## Start The records

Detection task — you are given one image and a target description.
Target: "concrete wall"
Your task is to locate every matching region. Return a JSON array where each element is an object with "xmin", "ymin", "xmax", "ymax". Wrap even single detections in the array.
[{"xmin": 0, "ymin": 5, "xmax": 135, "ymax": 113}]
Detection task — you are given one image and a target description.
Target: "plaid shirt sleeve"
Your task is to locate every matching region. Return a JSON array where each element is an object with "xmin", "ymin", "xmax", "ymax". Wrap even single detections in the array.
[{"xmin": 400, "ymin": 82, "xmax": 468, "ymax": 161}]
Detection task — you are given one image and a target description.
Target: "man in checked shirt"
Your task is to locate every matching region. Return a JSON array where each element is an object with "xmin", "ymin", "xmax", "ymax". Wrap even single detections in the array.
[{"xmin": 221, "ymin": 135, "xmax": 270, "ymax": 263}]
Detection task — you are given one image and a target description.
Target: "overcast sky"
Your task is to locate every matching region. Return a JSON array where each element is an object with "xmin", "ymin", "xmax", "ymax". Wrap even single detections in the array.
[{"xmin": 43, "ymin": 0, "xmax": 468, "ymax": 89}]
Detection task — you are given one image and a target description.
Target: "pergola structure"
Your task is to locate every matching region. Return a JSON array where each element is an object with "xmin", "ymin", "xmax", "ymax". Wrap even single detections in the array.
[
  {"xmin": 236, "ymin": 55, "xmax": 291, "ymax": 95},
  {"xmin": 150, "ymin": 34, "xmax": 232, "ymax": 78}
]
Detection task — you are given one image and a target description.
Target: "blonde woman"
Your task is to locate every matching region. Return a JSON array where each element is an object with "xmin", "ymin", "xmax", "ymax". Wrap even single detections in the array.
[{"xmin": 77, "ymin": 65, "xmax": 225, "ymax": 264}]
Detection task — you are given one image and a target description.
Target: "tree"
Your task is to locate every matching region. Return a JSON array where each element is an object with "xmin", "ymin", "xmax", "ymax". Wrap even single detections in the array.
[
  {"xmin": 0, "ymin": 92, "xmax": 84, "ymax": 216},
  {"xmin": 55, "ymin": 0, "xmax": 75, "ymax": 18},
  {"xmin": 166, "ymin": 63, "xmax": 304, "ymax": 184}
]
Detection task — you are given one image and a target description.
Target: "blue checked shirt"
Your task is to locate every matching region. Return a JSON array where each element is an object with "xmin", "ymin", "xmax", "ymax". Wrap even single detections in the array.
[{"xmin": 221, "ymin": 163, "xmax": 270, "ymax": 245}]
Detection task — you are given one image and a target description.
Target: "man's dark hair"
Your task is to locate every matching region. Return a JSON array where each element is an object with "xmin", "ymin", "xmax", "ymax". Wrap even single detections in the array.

## End The records

*Short exercise:*
Exactly reproduce every record.

*Output for this task:*
Detection task — you are given one image and a target description.
Target: "concrete wall"
Your task is to locate every matching region. Return a JSON array where each element is an object with "xmin", "ymin", "xmax", "ymax". Wrap even single detections in the array.
[{"xmin": 0, "ymin": 5, "xmax": 135, "ymax": 113}]
Detection task — you are given one image and a target description.
Target: "plaid shirt sleeve"
Your task is to locate every matching region. Return a JSON array where each element is an object with "xmin", "ymin", "xmax", "ymax". Wrap even single detections in the array.
[{"xmin": 400, "ymin": 82, "xmax": 468, "ymax": 161}]
Detection task — you are given one image and a target description.
Target: "man in checked shirt"
Your task is to locate every matching region. Return a JSON array where each element is an object with "xmin", "ymin", "xmax", "ymax". Wrap even single detections in the array.
[{"xmin": 221, "ymin": 135, "xmax": 270, "ymax": 263}]
Detection task — you are given one image and a target description.
Target: "overcast sky"
Your task is to locate every matching region. Return a JSON array where each element is an object with "xmin", "ymin", "xmax", "ymax". Wrap even single detections in the array.
[{"xmin": 43, "ymin": 0, "xmax": 468, "ymax": 89}]
Detection task — you are given one image and a target description.
Target: "pergola structure"
Your task is to locate every matching region. Return a JSON array where each element is an object with "xmin", "ymin", "xmax", "ymax". Wrap even single detections in the array.
[
  {"xmin": 236, "ymin": 55, "xmax": 291, "ymax": 95},
  {"xmin": 150, "ymin": 34, "xmax": 232, "ymax": 78}
]
Detection task — you are given one image and a target description.
Target: "blonde woman"
Your task is to locate every matching region. Return a JSON array where each element is an object with "xmin", "ymin", "xmax", "ymax". Wrap even single detections in the array.
[{"xmin": 77, "ymin": 65, "xmax": 225, "ymax": 264}]
Detection task — you are given one image and a target description.
Target: "tree"
Your task is to locate every matching region. Return a JSON array where each element is an object with "xmin", "ymin", "xmax", "ymax". Wrap even single detections in the array.
[
  {"xmin": 0, "ymin": 92, "xmax": 84, "ymax": 216},
  {"xmin": 55, "ymin": 0, "xmax": 75, "ymax": 18},
  {"xmin": 166, "ymin": 63, "xmax": 304, "ymax": 184}
]
Detection task — you are given one image and a target description.
Target: "blue checked shirt"
Your task is to locate every matching region. Return a JSON array where each element is an object with "xmin", "ymin", "xmax", "ymax". Wrap even single detections in the array.
[{"xmin": 221, "ymin": 163, "xmax": 270, "ymax": 245}]
Detection task — you are given one image and a target description.
Target: "man's dark hair"
Your task is to locate every matching region. Return a JSON array where each element is an object with "xmin", "ymin", "xmax", "ymax". Wrap even single detections in the array.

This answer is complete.